-- Begin LISTED ENTRIES --

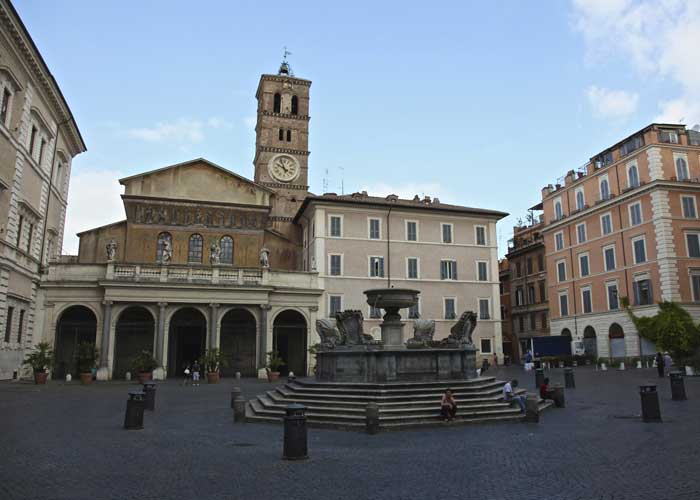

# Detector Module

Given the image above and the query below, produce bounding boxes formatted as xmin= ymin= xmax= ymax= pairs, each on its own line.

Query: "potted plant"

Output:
xmin=23 ymin=342 xmax=54 ymax=384
xmin=132 ymin=351 xmax=158 ymax=384
xmin=199 ymin=347 xmax=228 ymax=384
xmin=77 ymin=342 xmax=97 ymax=385
xmin=266 ymin=351 xmax=284 ymax=382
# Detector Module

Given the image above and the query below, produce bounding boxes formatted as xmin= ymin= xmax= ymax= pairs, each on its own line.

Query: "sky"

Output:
xmin=10 ymin=0 xmax=700 ymax=255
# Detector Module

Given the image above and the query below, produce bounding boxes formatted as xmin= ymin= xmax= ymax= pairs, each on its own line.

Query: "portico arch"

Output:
xmin=220 ymin=308 xmax=257 ymax=377
xmin=583 ymin=325 xmax=598 ymax=358
xmin=52 ymin=305 xmax=97 ymax=379
xmin=168 ymin=307 xmax=207 ymax=377
xmin=112 ymin=306 xmax=155 ymax=380
xmin=272 ymin=309 xmax=307 ymax=376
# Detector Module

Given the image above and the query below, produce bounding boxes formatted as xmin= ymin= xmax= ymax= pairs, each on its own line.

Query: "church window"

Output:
xmin=187 ymin=234 xmax=203 ymax=264
xmin=156 ymin=233 xmax=173 ymax=264
xmin=221 ymin=236 xmax=233 ymax=264
xmin=272 ymin=94 xmax=282 ymax=113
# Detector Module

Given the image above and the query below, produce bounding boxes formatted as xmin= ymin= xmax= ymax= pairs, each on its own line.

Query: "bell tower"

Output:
xmin=253 ymin=57 xmax=311 ymax=242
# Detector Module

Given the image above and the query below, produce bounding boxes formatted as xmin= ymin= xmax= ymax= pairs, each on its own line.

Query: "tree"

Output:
xmin=622 ymin=297 xmax=700 ymax=361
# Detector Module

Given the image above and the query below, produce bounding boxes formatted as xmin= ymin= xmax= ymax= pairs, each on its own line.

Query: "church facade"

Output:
xmin=37 ymin=63 xmax=506 ymax=380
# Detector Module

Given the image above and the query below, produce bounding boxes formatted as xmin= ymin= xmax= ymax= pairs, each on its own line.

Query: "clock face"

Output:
xmin=268 ymin=155 xmax=299 ymax=182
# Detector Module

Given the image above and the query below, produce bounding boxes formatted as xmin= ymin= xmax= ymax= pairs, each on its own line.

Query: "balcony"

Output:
xmin=47 ymin=262 xmax=318 ymax=288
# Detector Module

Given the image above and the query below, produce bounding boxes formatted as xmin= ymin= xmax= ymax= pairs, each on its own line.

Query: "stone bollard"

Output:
xmin=552 ymin=384 xmax=566 ymax=408
xmin=233 ymin=396 xmax=246 ymax=423
xmin=564 ymin=368 xmax=576 ymax=389
xmin=365 ymin=403 xmax=379 ymax=434
xmin=231 ymin=386 xmax=243 ymax=408
xmin=143 ymin=380 xmax=156 ymax=411
xmin=124 ymin=391 xmax=145 ymax=430
xmin=282 ymin=403 xmax=309 ymax=460
xmin=668 ymin=372 xmax=688 ymax=401
xmin=639 ymin=384 xmax=661 ymax=422
xmin=535 ymin=368 xmax=544 ymax=388
xmin=525 ymin=392 xmax=540 ymax=423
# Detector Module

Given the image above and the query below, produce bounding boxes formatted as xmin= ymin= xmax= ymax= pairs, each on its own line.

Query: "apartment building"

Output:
xmin=295 ymin=192 xmax=507 ymax=359
xmin=506 ymin=213 xmax=549 ymax=353
xmin=0 ymin=0 xmax=85 ymax=379
xmin=542 ymin=123 xmax=700 ymax=358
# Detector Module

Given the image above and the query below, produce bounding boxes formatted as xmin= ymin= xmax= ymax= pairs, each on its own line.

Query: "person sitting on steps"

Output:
xmin=503 ymin=380 xmax=525 ymax=413
xmin=440 ymin=389 xmax=457 ymax=422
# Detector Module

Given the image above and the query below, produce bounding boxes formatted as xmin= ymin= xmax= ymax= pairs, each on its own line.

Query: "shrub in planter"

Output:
xmin=23 ymin=342 xmax=54 ymax=384
xmin=77 ymin=342 xmax=97 ymax=385
xmin=199 ymin=347 xmax=228 ymax=384
xmin=131 ymin=351 xmax=158 ymax=384
xmin=266 ymin=351 xmax=285 ymax=382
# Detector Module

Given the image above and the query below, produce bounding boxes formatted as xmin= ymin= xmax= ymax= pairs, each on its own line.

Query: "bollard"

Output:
xmin=365 ymin=403 xmax=379 ymax=434
xmin=564 ymin=368 xmax=576 ymax=389
xmin=525 ymin=392 xmax=540 ymax=423
xmin=233 ymin=396 xmax=246 ymax=423
xmin=231 ymin=386 xmax=243 ymax=408
xmin=552 ymin=384 xmax=566 ymax=408
xmin=639 ymin=384 xmax=661 ymax=422
xmin=535 ymin=368 xmax=544 ymax=388
xmin=143 ymin=380 xmax=156 ymax=411
xmin=282 ymin=403 xmax=309 ymax=460
xmin=669 ymin=372 xmax=688 ymax=401
xmin=124 ymin=391 xmax=145 ymax=429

-- End LISTED ENTRIES --

# EXERCISE AIM:
Find every line in the material that contains the word "church" and copy each one in full. Case counts.

# RESPONSE TO THIS EXERCISE:
Query: "church window"
Query: "church facade"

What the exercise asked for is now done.